══ Texto proporcionado
No hay libro tan malo
que no sirva para algo.[1]
Esta frase puede
definir muchas cosas en la literatura.
Algunos expertos
no van a mirar hacia la literatura con la intención de darle un sincero
reconocimiento a la novela de bolsillo dedicada al Oeste. Tampoco es esa su
intención. No obstante, no se puede obviar totalmente la labor de esta
literatura de consumo que algunos llaman popular.
Popular fue el
teatro de Lope de Vega y que apasionó a unos y que fue despreciado por otros.
Popular fue el
teatro alejado de la concepción de los Ilustrados donde se veían, a su juicio,
conductas y modelos de dudosa moral.
Popular fue la novela en el tranvía o ¿Dónde está mi cabeza? que creara
Pérez Galdós.
Los ejemplos
pueden ser en este respecto muy numerosos, no obstante, no se debe olvidar algo
que apuntaba José Antonio Llera al intentar dar respuesta a la nada sencilla
cuestión de qué era literatura.
Según Llera, la
literatura es algo vivo y cambiante, puesto que lo que se consideraba
literatura en un siglo, en otro podía perder esa noción y viceversa, es decir,
son los lectores quienes determinan qué es y qué no literatura. Eso explicaría
que las novelas del Oeste hoy día solo sean consideradas lecturas para nostálgicos como indica Basilio Pujante Cascales,
cuando ya se dijo en este trabajo que contaron con la aceptación casi plena de
los lectores de la última mitad del siglo XX.
Si uno se basa
en esto, se debe pensar que las novelas populares, llamadas por muchos bolsilibros, fueron el reflejo de un
tiempo que se agotó, pero la formula en la que se cimentó puede que aun siga
siendo útil para diversos fines tanto literarios como económicos, ¿O que son si
no las sagas que vivimos en este siglo XXI? ¿Qué son las novelas de Alatriste que Pérez Reverte nos ofrece?
¿O las novelas del marqués de Sotoancho
de Alfonso Ussía? ¿Qué es en sí el best-seller
si no un modo de contentar y dar a los lectores un divertimento rápido y
atractivo? Es más, hoy día, se nos pueden dar fórmulas para crear una novela de
consumo y atractiva para los lectores.[2]
Sin embargo, aunque
uno pudiera verle el lado negativo a los best-seller,
a la literatura de consumo e incluso a las novelas del oeste, sin este tipo de
novelas, sería casi como ir en contra de la evolución natural de la propia
historia de las letras universales.
════
Objetivo de la tarea:
Traduzca al inglés esta oración del texto proporcionado sobre la literatura popular: «No obstante, no se puede obviar totalmente la labor de esta literatura de consumo que algunos llaman popular.»
══ Información registrada
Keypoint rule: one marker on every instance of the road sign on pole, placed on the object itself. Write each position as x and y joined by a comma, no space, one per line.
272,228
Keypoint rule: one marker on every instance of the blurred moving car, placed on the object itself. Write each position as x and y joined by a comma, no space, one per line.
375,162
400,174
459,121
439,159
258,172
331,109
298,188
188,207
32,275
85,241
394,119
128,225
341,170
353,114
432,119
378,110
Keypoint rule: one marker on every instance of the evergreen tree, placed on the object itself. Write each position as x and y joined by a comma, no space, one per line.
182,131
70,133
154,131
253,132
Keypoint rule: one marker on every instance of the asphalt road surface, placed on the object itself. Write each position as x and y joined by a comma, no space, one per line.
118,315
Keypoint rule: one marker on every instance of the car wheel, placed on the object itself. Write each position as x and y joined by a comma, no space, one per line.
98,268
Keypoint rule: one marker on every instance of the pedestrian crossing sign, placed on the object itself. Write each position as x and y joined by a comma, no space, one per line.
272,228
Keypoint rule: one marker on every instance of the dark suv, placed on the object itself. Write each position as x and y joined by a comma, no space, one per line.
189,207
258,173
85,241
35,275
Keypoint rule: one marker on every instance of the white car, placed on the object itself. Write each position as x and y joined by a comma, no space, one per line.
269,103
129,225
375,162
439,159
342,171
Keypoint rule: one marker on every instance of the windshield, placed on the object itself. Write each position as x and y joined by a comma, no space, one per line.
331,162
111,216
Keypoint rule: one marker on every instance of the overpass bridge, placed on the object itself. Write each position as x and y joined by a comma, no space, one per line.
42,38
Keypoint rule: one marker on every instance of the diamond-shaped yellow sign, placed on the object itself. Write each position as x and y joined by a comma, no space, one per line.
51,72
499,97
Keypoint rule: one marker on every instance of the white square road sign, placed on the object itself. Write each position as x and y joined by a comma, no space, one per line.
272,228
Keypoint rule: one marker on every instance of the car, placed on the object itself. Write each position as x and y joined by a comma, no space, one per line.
════
Respuesta del ejercicio:
Nevertheless, the work of this consumer literature, which some call popular, cannot be entirely ignored.